-- BEGIN --
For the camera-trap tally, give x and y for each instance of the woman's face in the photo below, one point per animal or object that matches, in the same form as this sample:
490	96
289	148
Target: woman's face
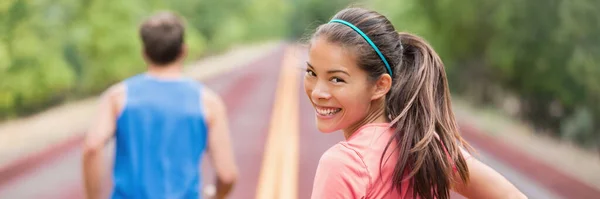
338	89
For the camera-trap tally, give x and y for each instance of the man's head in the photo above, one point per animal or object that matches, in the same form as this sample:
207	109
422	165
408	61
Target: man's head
163	38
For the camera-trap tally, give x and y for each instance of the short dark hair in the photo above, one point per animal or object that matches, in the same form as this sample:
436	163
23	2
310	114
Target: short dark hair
162	37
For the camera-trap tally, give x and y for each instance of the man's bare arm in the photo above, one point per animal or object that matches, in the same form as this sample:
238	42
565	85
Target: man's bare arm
220	148
100	133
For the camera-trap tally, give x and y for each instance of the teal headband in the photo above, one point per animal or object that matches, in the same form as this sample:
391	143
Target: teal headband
387	66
-- END --
=== WRITTEN INSTRUCTION ===
Copy out all of the records above again, swapping "camera-trap tally" for "wildlife count" wherever it appears and keeping everything else the same. Leave the pictures out.

=== TASK ANSWER ===
For the wildlife count, give x and y for each instance of the woman's face in the photo below, one point per animal or object that matches, in the same form as this sample:
490	96
289	148
Target: woman's face
338	89
For the wildlife count, give x and y for each instance of the man's head in the photo above, one point per animal or object that matches, in the same form as this sample:
207	109
422	165
408	61
Target: man's head
163	38
For the wildlife count, give x and y for each instance of the short dark hair in the photo above, one point per animal or object that matches, in the same form as this sample:
436	163
23	2
310	114
Target: short dark hair
162	37
For the wildlife count, give x and y for each instance of the man's bare arm in the photo above, one point per animal or object that matches, in the same form as this sample:
238	42
565	85
Target: man's bare arm
220	148
100	133
For the wildlife count, give x and y for each instance of the teal headband in the photo above, one point per animal or object that matches, in the same form as this sample:
391	143
Target: teal headband
387	66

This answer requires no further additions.